## Task directions
Report the number of lines in the records below that contain the word "innermost", giving only that number.

━━ Given data ━━

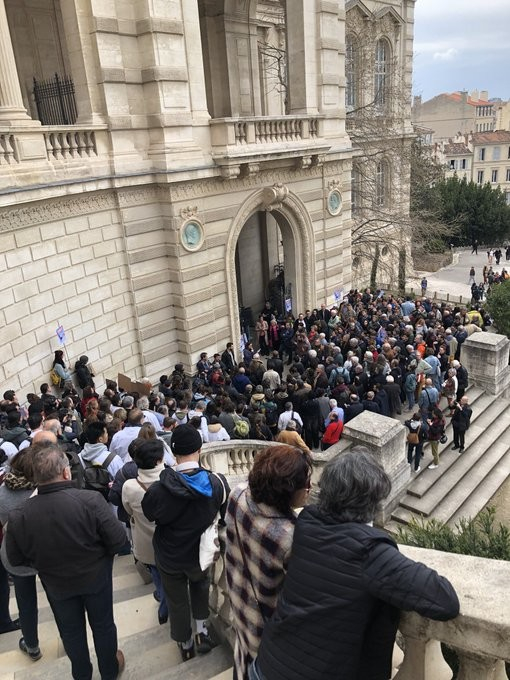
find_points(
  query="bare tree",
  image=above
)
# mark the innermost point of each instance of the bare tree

━━━
━━ Given data ━━

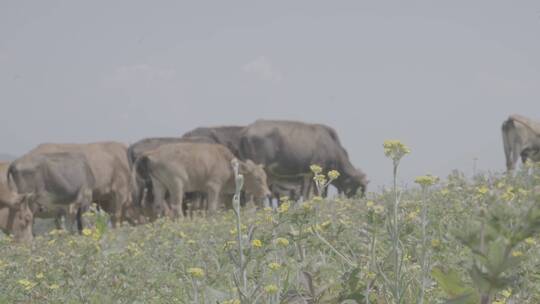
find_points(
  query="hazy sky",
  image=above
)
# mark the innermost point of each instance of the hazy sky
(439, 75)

━━━

## Complete response
2